It don't make any sense. That's the hard part. The soft spot is
that dividend to us.
MS. MCCONNELL: The irony is that the income tax would make all of
the programs needs-based immediately -- to some extent -- I mean,
obviously you've got the exemptions that they'll probably figure
out way to avoid it, but if you wanted to make PCE and longevity
bonus and everything else needs-based, you could (indisc.).
CHAIRMAN ROGERS: Not PCE, but I think the combination of
infrastructure and....
MS. MCCONNELL: Not directly, but in the sense that the person --
the school superintendent who's making more than $100,000 is going
to pick up a bigger share, instead of doing it through a PCE
adjustment and having the administrative cost for making that
needs-based, or longevity bonus -- and trying to make the longevity
bonus needs-based, you effectively needs-base them all at the very
same time with one administrative....
TAPE 3, SIDE A
CHAIRMAN ROGERS: Are we ready to straw poll on this yet?
SENATOR LINCOLN: Ya, I am ready. But before we put our vote up
there, I just want to say that remember that over and over again
what we heard and what was written in also from the general public,
is if we're going to take cuts, there are some cuts that are done
fairly across the board for everybody. And I don't think there is
any program that is more fairly distributed and evenly cut when we
talk about reductions than the PFD. I mean that affects every man,
woman, and child. There isn't anyone who says, but my neighbor got
hit more than I did and -- so, I want us to think about that as
we're voting on this.
CHAIRMAN ROGERS: But I think people have the dividend in a
separate class from other state spending. When they think of
programs, they don't think of the dividend as being government
spending that's....

▸ Do this: In the hearing transcript, why does Senator Lincoln consider reductions to the PFD the fairest kind of cut? The items have nothing to do with the transcript.

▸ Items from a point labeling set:
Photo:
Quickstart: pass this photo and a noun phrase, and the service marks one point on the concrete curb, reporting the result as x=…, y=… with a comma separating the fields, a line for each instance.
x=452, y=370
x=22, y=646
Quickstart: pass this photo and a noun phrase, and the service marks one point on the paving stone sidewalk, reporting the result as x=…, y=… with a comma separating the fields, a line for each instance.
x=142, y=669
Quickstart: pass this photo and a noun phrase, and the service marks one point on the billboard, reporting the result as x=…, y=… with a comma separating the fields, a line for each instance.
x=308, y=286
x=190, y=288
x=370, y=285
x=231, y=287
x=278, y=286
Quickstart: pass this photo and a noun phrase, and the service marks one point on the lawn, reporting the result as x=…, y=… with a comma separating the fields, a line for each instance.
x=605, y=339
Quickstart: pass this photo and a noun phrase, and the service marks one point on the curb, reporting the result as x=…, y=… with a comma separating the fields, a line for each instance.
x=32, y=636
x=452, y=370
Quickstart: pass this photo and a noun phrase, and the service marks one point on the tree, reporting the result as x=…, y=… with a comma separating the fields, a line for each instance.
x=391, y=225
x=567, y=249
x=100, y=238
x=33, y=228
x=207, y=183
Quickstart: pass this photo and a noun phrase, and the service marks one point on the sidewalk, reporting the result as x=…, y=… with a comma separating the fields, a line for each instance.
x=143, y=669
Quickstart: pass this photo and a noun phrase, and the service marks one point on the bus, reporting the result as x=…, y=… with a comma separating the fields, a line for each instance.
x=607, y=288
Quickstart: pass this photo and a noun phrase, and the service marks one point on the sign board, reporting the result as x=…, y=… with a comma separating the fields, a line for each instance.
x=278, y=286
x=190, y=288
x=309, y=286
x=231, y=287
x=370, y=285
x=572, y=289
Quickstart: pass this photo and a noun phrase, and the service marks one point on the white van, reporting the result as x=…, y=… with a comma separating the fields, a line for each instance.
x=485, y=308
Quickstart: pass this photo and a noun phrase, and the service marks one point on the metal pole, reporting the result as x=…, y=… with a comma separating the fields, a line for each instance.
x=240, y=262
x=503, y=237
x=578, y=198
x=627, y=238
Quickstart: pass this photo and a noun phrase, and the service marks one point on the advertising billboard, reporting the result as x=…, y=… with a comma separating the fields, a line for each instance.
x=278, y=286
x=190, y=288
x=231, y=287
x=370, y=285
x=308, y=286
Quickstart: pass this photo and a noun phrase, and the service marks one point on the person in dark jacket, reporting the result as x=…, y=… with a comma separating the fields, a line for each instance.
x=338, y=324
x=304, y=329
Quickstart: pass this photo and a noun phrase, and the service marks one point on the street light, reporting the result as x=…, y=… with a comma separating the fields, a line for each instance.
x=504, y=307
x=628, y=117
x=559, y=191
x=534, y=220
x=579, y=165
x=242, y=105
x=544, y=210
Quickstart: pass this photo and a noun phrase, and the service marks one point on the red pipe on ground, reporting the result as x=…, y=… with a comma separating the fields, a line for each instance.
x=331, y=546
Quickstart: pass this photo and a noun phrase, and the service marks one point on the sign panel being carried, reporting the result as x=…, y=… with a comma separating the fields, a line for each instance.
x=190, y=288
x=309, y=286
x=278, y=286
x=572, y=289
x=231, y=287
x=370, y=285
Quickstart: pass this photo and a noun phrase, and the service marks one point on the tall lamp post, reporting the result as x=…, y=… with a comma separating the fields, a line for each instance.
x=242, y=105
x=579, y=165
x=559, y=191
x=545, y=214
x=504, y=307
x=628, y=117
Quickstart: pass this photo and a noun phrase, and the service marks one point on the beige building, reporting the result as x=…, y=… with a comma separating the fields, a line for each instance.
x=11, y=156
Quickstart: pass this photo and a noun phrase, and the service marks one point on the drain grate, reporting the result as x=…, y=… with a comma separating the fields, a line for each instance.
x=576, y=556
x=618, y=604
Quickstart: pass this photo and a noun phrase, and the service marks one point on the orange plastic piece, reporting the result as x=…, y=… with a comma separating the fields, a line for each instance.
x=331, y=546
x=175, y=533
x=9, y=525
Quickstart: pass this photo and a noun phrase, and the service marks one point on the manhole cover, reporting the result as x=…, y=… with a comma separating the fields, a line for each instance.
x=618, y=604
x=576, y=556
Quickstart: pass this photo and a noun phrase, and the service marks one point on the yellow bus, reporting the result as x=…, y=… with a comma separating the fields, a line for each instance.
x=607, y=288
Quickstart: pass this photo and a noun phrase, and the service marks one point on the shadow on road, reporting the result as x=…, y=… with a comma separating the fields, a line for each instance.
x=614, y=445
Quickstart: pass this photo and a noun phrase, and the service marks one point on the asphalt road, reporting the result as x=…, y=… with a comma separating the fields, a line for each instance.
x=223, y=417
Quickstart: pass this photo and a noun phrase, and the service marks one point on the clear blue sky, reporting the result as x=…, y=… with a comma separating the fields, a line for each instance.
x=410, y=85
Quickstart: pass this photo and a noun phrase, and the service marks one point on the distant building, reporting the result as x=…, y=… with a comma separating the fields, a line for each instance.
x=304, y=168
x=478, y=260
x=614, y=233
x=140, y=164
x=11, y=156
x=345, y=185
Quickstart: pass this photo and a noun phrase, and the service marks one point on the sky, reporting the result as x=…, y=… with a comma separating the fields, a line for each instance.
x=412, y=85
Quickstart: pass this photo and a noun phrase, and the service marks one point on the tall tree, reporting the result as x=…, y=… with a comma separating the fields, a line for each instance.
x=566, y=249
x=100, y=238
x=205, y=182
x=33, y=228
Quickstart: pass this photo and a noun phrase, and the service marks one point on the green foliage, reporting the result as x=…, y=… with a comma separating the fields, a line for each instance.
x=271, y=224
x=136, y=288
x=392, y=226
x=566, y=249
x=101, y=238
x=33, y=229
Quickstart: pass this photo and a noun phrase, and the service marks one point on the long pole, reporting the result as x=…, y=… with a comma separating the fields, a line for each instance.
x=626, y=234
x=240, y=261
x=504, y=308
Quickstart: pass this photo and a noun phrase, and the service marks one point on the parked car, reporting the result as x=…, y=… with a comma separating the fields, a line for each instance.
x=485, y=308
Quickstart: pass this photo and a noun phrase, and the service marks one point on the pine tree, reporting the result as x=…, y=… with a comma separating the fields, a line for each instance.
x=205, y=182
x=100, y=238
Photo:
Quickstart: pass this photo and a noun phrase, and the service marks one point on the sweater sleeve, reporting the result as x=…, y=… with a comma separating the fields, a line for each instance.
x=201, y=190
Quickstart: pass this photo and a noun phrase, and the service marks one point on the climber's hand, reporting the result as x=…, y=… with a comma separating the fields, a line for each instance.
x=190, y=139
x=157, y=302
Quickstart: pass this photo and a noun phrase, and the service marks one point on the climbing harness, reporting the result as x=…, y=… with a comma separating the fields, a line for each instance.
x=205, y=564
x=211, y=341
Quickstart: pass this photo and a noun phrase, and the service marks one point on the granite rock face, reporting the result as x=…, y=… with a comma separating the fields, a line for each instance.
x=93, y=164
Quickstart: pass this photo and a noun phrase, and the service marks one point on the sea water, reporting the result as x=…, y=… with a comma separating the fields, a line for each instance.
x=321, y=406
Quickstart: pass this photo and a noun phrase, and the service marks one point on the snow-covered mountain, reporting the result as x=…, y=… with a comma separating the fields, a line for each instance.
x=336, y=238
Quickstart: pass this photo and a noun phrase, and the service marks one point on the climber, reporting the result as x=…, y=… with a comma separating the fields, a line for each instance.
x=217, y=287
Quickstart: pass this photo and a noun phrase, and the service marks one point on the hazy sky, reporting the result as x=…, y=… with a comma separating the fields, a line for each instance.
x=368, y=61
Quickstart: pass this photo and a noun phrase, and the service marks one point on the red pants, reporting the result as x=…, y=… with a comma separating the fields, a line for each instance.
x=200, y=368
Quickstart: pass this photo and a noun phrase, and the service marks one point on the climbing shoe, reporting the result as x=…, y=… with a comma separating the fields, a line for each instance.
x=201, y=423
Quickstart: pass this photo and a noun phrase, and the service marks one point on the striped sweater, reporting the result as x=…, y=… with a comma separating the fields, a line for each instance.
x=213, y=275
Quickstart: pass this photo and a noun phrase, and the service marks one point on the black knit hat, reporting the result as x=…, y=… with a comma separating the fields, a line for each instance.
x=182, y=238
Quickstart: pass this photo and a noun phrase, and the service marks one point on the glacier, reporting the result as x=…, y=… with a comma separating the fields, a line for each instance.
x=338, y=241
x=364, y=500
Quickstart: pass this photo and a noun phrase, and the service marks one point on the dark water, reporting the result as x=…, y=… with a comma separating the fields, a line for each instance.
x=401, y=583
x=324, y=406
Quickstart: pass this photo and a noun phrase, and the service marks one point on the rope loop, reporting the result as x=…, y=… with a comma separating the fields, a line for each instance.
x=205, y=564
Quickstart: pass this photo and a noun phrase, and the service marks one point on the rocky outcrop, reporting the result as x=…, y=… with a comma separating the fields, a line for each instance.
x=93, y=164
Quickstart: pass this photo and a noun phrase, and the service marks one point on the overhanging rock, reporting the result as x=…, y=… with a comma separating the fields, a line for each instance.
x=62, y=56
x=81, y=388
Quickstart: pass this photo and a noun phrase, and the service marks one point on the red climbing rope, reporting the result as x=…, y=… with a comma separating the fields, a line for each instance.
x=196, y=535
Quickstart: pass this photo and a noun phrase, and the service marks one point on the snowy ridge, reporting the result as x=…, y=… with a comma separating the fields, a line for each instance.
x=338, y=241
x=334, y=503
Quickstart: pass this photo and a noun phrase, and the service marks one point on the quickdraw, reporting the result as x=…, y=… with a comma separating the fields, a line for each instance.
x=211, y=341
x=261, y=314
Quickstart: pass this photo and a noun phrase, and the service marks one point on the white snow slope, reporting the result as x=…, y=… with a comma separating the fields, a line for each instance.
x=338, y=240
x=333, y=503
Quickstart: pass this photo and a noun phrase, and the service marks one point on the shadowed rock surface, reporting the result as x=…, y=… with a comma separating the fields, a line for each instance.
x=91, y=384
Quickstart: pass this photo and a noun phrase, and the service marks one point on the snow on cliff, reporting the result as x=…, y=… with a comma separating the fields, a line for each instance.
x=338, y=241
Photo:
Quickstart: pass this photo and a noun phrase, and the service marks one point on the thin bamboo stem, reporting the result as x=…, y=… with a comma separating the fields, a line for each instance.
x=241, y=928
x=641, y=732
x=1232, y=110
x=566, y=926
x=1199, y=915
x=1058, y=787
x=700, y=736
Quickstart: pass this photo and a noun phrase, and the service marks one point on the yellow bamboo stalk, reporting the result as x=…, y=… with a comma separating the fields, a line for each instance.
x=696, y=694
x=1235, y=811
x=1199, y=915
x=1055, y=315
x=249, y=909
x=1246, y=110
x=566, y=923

▸ Written reply: Senator Lincoln says the PFD is more fairly distributed and evenly cut than any other program because a reduction affects every man, woman, and child. As a result, no one can say a neighbor got hit harder.